**RECORDS SUPPLIED**
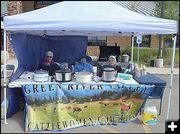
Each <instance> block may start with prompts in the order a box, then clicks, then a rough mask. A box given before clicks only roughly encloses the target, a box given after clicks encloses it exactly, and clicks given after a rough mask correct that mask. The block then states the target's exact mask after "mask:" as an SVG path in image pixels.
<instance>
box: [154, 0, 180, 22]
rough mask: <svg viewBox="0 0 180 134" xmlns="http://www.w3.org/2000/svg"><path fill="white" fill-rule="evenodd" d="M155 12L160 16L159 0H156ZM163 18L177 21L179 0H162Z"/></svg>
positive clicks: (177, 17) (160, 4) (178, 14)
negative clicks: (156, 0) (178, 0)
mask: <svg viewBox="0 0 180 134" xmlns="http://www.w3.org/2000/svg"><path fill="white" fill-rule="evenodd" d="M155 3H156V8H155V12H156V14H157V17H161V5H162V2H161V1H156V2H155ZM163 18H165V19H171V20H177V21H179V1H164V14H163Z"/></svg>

* * *

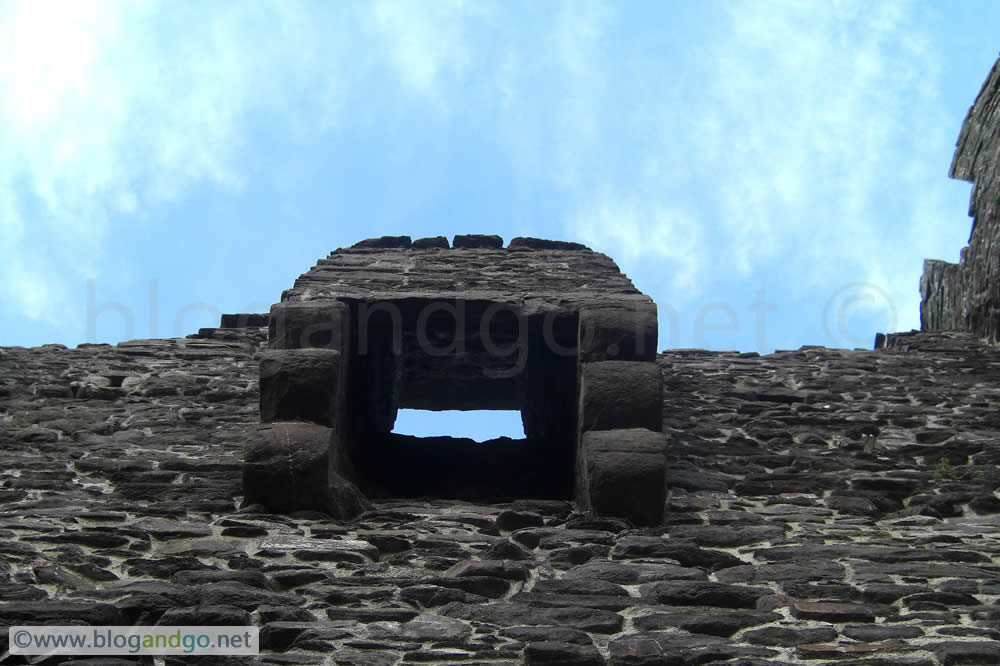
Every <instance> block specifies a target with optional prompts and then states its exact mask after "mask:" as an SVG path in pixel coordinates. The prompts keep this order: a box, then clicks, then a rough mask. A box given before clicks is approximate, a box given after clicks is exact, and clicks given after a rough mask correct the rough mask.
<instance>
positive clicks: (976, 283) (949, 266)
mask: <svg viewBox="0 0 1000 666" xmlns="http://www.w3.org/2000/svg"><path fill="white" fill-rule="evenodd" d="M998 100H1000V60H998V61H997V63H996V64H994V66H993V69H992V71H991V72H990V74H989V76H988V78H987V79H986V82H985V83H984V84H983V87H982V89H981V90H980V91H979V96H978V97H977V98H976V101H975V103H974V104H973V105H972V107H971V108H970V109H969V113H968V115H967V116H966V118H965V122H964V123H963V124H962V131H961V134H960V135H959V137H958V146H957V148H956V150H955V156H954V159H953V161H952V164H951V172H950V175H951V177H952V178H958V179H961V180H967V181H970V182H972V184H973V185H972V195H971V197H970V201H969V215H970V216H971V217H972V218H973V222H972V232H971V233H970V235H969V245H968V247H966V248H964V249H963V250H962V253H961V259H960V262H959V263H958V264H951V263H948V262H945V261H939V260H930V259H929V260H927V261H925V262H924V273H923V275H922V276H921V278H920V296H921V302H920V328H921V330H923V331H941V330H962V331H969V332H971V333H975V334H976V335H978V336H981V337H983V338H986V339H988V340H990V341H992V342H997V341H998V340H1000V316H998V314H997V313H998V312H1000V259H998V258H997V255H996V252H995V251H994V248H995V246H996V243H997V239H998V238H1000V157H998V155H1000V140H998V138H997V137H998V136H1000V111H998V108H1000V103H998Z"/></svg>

**WORK TASK**
Please gather every line of the records above that contains the string "fill", copying each line in full. Case counts.

**ANSWER FOR THE TASK**
rough mask: <svg viewBox="0 0 180 134" xmlns="http://www.w3.org/2000/svg"><path fill="white" fill-rule="evenodd" d="M155 12L160 16L159 0H156ZM163 18L177 21L179 0H162Z"/></svg>
mask: <svg viewBox="0 0 180 134" xmlns="http://www.w3.org/2000/svg"><path fill="white" fill-rule="evenodd" d="M155 3H156V8H155V12H156V14H157V17H161V5H162V2H161V1H156V2H155ZM163 18H165V19H171V20H177V21H179V1H164V14H163Z"/></svg>
mask: <svg viewBox="0 0 1000 666" xmlns="http://www.w3.org/2000/svg"><path fill="white" fill-rule="evenodd" d="M998 100H1000V60H998V61H997V63H996V64H994V66H993V69H992V71H991V72H990V74H989V76H988V78H987V79H986V82H985V83H984V84H983V87H982V89H981V90H980V91H979V96H978V97H977V98H976V101H975V103H974V104H973V105H972V107H971V108H970V109H969V113H968V115H967V116H966V118H965V122H964V123H963V124H962V131H961V134H960V135H959V137H958V146H957V148H956V150H955V156H954V159H953V161H952V164H951V172H950V175H951V177H952V178H958V179H961V180H967V181H970V182H972V184H973V185H972V195H971V197H970V201H969V215H970V216H971V217H972V218H973V222H972V232H971V233H970V235H969V245H968V247H966V248H964V249H963V250H962V253H961V259H960V262H959V263H958V264H951V263H948V262H945V261H939V260H930V259H929V260H927V261H925V262H924V273H923V275H922V276H921V278H920V296H921V302H920V328H921V330H923V331H941V330H962V331H969V332H971V333H975V334H976V335H978V336H981V337H983V338H986V339H988V340H990V341H992V342H997V341H998V340H1000V316H998V314H997V313H998V312H1000V259H998V258H997V255H996V252H995V251H994V248H995V246H996V243H997V239H998V238H1000V157H998V155H1000V140H998V138H997V137H998V136H1000V111H998V108H1000V103H998Z"/></svg>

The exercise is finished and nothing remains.